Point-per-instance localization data
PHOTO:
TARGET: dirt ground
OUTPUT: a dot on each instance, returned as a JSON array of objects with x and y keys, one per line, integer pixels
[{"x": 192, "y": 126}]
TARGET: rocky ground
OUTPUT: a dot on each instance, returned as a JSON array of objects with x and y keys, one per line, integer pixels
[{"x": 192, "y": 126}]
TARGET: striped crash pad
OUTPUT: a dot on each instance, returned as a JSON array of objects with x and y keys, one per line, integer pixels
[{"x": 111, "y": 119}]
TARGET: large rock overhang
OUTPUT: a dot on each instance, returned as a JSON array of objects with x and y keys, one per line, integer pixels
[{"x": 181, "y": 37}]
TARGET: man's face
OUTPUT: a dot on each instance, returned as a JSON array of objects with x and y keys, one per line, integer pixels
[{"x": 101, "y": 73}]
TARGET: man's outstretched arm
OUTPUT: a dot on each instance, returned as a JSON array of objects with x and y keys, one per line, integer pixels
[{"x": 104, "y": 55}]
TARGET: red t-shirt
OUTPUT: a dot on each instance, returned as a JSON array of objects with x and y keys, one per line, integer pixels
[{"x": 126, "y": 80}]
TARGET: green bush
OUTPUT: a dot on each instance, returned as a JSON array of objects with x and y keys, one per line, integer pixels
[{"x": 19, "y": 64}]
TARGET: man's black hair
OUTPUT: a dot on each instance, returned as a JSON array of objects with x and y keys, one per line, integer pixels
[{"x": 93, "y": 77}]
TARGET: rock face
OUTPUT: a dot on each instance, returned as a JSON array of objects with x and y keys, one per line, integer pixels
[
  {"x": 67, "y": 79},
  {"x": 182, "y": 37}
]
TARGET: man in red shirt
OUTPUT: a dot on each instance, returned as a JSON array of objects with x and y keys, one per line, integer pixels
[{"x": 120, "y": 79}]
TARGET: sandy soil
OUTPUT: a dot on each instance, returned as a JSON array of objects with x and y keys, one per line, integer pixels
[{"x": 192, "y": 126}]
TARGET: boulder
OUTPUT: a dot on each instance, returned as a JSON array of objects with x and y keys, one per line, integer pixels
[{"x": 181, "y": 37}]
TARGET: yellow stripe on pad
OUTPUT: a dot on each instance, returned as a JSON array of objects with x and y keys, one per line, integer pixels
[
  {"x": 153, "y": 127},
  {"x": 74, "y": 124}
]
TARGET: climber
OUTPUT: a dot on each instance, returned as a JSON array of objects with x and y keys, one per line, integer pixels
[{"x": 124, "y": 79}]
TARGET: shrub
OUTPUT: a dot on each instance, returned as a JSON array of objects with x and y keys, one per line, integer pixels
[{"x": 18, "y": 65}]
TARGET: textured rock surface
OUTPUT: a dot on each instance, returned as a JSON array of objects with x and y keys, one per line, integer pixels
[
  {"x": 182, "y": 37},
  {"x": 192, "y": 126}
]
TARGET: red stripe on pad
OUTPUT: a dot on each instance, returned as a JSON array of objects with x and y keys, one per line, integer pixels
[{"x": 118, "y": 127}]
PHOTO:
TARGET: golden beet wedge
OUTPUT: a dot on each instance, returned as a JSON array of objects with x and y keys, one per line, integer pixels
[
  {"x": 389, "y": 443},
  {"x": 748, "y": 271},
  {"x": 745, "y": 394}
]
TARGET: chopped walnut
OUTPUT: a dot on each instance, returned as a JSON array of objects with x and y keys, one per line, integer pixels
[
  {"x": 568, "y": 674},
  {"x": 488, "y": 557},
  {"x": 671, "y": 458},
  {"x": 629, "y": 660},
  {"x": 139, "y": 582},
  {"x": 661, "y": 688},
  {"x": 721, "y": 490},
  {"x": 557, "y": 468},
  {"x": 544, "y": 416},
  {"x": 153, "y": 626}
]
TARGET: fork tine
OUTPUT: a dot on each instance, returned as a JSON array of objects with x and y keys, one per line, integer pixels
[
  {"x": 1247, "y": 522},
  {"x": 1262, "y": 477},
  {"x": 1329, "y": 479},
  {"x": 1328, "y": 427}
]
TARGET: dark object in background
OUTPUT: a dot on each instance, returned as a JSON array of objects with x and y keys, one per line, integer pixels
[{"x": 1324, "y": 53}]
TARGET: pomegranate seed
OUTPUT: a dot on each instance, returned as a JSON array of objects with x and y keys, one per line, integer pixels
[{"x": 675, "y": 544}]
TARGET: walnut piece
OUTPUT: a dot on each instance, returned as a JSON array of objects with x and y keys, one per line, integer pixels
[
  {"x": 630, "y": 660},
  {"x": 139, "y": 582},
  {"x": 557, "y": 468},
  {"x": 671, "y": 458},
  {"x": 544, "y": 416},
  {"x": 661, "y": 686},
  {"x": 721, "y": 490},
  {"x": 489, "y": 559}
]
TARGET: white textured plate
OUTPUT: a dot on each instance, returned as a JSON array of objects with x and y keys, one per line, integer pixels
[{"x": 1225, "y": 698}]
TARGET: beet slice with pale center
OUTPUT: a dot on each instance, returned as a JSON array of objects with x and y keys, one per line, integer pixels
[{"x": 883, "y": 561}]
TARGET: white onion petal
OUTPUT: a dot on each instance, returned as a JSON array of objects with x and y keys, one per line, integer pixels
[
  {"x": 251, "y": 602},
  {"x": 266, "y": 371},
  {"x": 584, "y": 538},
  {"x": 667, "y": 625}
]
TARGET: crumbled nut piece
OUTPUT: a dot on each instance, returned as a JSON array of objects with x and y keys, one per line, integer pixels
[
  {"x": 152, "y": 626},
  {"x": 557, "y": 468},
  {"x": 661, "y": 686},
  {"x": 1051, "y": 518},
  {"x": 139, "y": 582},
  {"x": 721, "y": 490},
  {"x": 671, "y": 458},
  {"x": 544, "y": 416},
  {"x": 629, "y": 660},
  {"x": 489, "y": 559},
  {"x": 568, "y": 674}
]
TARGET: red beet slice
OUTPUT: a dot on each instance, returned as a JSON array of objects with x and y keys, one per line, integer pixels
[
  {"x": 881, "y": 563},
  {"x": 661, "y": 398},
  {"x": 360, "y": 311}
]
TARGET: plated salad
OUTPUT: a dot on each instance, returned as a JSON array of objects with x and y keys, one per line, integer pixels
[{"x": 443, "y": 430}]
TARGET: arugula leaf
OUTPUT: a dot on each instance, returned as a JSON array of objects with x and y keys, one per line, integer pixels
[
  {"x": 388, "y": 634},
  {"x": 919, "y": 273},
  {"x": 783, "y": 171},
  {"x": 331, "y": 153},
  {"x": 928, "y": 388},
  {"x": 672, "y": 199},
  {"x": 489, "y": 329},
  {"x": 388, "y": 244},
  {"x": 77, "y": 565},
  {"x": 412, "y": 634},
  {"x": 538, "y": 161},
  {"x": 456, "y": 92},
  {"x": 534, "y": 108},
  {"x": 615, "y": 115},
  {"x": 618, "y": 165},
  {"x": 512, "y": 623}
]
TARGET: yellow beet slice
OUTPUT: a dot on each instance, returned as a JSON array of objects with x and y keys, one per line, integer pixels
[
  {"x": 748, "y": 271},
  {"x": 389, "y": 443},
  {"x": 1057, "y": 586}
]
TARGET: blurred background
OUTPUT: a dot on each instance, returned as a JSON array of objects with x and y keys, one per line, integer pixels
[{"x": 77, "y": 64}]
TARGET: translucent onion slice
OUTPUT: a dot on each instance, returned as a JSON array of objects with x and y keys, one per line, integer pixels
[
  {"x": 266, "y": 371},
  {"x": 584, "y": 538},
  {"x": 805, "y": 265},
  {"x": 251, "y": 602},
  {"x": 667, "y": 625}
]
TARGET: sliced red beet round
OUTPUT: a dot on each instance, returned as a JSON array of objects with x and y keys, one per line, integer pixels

Your task
Copying word for word, give each line of the data above from the first one through the line containing "TARGET: man's black hair", and nothing else.

Answer for the task
PHOTO:
TARGET: dirt ground
OUTPUT: a dot on each instance, returned as a JSON array of objects with x and y keys, one per line, integer pixels
[{"x": 192, "y": 126}]
TARGET: rocky ground
OUTPUT: a dot on each instance, returned as a JSON array of objects with x and y keys, one per line, integer pixels
[{"x": 192, "y": 126}]
TARGET: striped crash pad
OUTPUT: a dot on each instance, returned as a JSON array of objects with x and y keys, one per line, integer pixels
[{"x": 111, "y": 119}]
TARGET: large rock overhang
OUTPUT: a dot on each instance, returned as a JSON array of objects with x and y keys, one per line, integer pixels
[{"x": 181, "y": 37}]
TARGET: man's face
OUTPUT: a dot on each instance, returned as a JSON array of objects with x and y keys, one per line, integer pixels
[{"x": 101, "y": 73}]
TARGET: man's outstretched arm
OUTPUT: a dot on each instance, returned as a JSON array of objects with x and y keys, one per line, integer pixels
[{"x": 104, "y": 55}]
TARGET: red t-shirt
OUTPUT: a dot on each instance, returned as a JSON array of objects with x and y keys, one per line, integer pixels
[{"x": 126, "y": 80}]
TARGET: green bush
OUTPUT: a dot on each instance, returned as a JSON array of objects with x and y keys, one per line, integer pixels
[{"x": 19, "y": 64}]
TARGET: man's black hair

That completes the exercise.